Set every line of the material below into a numbered list, leaving out any blank lines.

Entries for pointing and labeling
◆ ◆ ◆ ◆ ◆

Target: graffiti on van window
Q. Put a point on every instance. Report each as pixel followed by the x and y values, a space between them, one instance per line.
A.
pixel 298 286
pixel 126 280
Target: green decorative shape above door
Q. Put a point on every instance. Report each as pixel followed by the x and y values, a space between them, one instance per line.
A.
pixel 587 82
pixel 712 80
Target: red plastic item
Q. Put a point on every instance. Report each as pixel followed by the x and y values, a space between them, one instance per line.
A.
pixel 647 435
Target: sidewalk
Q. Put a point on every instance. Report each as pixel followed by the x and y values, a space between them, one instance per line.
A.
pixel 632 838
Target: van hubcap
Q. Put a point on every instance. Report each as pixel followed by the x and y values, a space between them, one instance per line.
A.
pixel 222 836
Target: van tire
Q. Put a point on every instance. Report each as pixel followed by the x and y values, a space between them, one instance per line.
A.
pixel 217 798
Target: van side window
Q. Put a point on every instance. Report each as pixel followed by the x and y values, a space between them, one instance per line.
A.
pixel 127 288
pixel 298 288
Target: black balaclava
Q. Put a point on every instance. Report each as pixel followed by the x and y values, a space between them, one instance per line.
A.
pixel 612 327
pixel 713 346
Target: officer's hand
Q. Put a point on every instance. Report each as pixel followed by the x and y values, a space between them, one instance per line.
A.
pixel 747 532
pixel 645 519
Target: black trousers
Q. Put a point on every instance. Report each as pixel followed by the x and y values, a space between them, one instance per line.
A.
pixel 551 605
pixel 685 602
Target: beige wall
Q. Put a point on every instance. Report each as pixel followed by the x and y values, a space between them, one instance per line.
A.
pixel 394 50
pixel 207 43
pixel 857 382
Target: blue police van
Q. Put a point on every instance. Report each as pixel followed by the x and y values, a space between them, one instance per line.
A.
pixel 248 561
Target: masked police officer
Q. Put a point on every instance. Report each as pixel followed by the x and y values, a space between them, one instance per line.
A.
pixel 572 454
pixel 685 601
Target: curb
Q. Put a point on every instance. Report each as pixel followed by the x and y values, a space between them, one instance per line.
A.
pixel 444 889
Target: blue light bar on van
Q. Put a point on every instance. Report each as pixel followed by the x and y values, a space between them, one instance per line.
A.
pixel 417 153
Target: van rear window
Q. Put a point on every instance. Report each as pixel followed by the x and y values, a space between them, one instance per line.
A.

◆ ◆ ◆ ◆ ◆

__Exercise result__
1. Target: graffiti on van window
2. Q. Put a point on every instance. Report each as pixel followed by the x and y values, a space between them, one instance per line.
3. A.
4. pixel 298 286
5. pixel 126 280
6. Target: green decorative shape above door
7. Q. Put a point on every instance. Report each as pixel followed by the x and y values, a space between them, one instance per line.
8. A.
9. pixel 587 82
10. pixel 712 80
11. Target: red plastic item
12. Q. Put a point on every instance. Report each as pixel followed by the x and y values, a space between them, one instance per line.
13. A.
14. pixel 647 435
15. Target: sidewalk
16. Q. Put a point on every instance. Report each as pixel followed by the x and y values, a space between them, one instance per line.
17. A.
18. pixel 632 838
19. Target: van hubcap
20. Q. Put a point on every instance. Report each as pixel followed by the x and y values, a space between them, one instance per line.
21. A.
22. pixel 222 836
23. Target: van tire
24. Q. Put a point on every instance. Report each as pixel followed by the x and y values, a space between them, one instance per line.
25. A.
26. pixel 217 798
27. Target: van side window
28. Q. Put a point on every instance. Report each as pixel followed by the x and y values, a space between them, one instance per line.
29. A.
30. pixel 127 288
31. pixel 298 288
32. Target: black balaclava
33. Q. Put a point on every instance. Report each as pixel followed by the x and y values, a space between them, one instance per line.
34. A.
35. pixel 612 327
36. pixel 713 346
37. Target: officer's hand
38. Q. Put a point on every instance. Report each as pixel followed by the x and y values, a space between them, one instance per line.
39. A.
40. pixel 747 532
41. pixel 645 519
42. Target: black trousers
43. Q. Put a point on every instance. Report each as pixel followed by the x and y values, a space between them, one instance per line.
44. A.
45. pixel 551 605
46. pixel 685 602
47. Target: beige wall
48. Q. Put a point on every instance. Report each as pixel followed by the x and y values, a space between them, one instance per line.
49. A.
50. pixel 394 50
51. pixel 207 43
52. pixel 857 382
53. Target: blue police van
54. Q. Put a point on every instance. Report each as pixel followed by the x and y values, a space between them, one instance per line.
55. A.
56. pixel 248 561
57. Target: masked police officer
58. Q. Put a point on every instance. Report each as pixel followed by the x and y values, a space between them, one instance per line.
59. A.
60. pixel 572 454
61. pixel 685 601
62. Target: curb
63. Q. Put a point on every instance. Report each as pixel followed by the x and y values, a space between them, one instance per line.
64. A.
65. pixel 444 889
66. Target: blue light bar on van
67. Q. Put a point on every instance. Report each as pixel followed by the x and y values, a space between them, one instance per line.
68. A.
69. pixel 417 153
70. Target: van rear window
71. Q. Put a point on every instance. Report each as pixel followed by the x and y values, a space between them, one instance per line.
72. A.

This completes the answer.